Exercise tasks →
A: In the source notes on UK politics, what is the Bank of England's Bank Rate, and when is its next decision due?
B: Please reproduce the source notes word for word, starting at "An intermediate note" and ending at "million individual patients.".

Provided text →
_ _ _ _ _ _ _

Source Notes: The Current State of UK Politics in 2026

An intermediate note for organizing research material, evidence links, issue structure, and inclusion decisions before the reader-facing article is written.

Source Notes

  • UK Parliament Commons party state: Labour 402, Conservative 116, Liberal Democrat 72, Reform UK 8, and three vacant seats.
  • UK Parliament Lords membership: 773 eligible members, including Conservative 245, Labour 216, Crossbench 156.
  • ONS CPI April 2026: CPI 2.8%, CPIH 3.0%.
  • Bank of England: Bank Rate 3.75%, next decision due June 18, 2026.
  • ONS Labour market May 2026: unemployment 5.0%, inactivity 20.9%, vacancies 705,000 for the latest period.
  • ONS migration year ending December 2025: net migration 171,000, immigration 813,000, emigration 642,000.
  • NHS England/BMA: April 2026 RTT waiting list of 7.22 million cases, about 6.11 million individual patients.
  • Institute for Government: post-2026 local and devolved election fragmentation and the effect of Reform UK local gains on Labour mayoral coalition-building.
  • YouGov local elections 2026: values as a voting reason at 43%, best local-issue policies at 29%, economy and cost of living at 27%, and immigration at 26%.
  • Home Office immigration white paper: government plan linking immigration, skills, visas, and domestic workforce development.
  • Home Office irregular migration statistics YE March 2026: 43,806 detected illegal-route arrivals, with small boats accounting for 90%.
  • Home Office small boats last 7 days: 710 people in 11 boats on June 15, 2026.
  • HM Treasury Spending Review 2025: £29 billion real-terms increase in NHS England day-to-day spending and the 92% 18-week target.
  • ONS Private rent and house prices April 2026: average private rents up 3.5% and average house prices up 1.2%.
  • GOV.UK PM remarks 5 June 2026: Defence Investment Plan, defence technology, autonomous capability, and regional jobs.

Excluded Material

General news coverage was not used as the backbone because official data better supports the article’s core claims. Polling was limited to YouGov’s post-local-election analysis; rolling voting-intention polls were kept out of the main argument.

_ _ _ _ _ _ _

Stored dataset entries

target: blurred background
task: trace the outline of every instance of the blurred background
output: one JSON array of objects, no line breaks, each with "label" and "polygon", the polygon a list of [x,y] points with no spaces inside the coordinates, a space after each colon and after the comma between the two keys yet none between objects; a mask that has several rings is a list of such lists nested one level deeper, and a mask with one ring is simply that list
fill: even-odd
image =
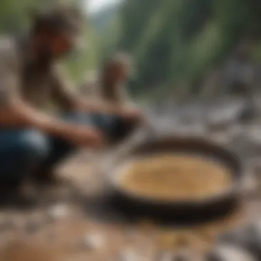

_ _ _ _ _ _ _

Answers for the exercise →
A: The Bank Rate is 3.75%, with the next decision due June 18, 2026.

B:
An intermediate note for organizing research material, evidence links, issue structure, and inclusion decisions before the reader-facing article is written.

Source Notes

  • UK Parliament Commons party state: Labour 402, Conservative 116, Liberal Democrat 72, Reform UK 8, and three vacant seats.
  • UK Parliament Lords membership: 773 eligible members, including Conservative 245, Labour 216, Crossbench 156.
  • ONS CPI April 2026: CPI 2.8%, CPIH 3.0%.
  • Bank of England: Bank Rate 3.75%, next decision due June 18, 2026.
  • ONS Labour market May 2026: unemployment 5.0%, inactivity 20.9%, vacancies 705,000 for the latest period.
  • ONS migration year ending December 2025: net migration 171,000, immigration 813,000, emigration 642,000.
  • NHS England/BMA: April 2026 RTT waiting list of 7.22 million cases, about 6.11 million individual patients.